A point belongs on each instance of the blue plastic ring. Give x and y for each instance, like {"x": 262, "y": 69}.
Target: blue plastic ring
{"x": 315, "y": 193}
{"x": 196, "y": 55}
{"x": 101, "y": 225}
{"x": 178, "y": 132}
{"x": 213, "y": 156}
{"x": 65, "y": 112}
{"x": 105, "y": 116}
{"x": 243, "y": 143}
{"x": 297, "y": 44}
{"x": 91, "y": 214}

## PROBLEM DESCRIPTION
The full set of entries must be restated exactly, with none omitted.

## RESULT
A point belongs on each instance of the blue plastic ring. Give x and y for each instance, like {"x": 262, "y": 69}.
Target: blue plastic ring
{"x": 315, "y": 193}
{"x": 196, "y": 55}
{"x": 101, "y": 225}
{"x": 178, "y": 132}
{"x": 213, "y": 156}
{"x": 65, "y": 112}
{"x": 105, "y": 116}
{"x": 243, "y": 143}
{"x": 297, "y": 44}
{"x": 91, "y": 214}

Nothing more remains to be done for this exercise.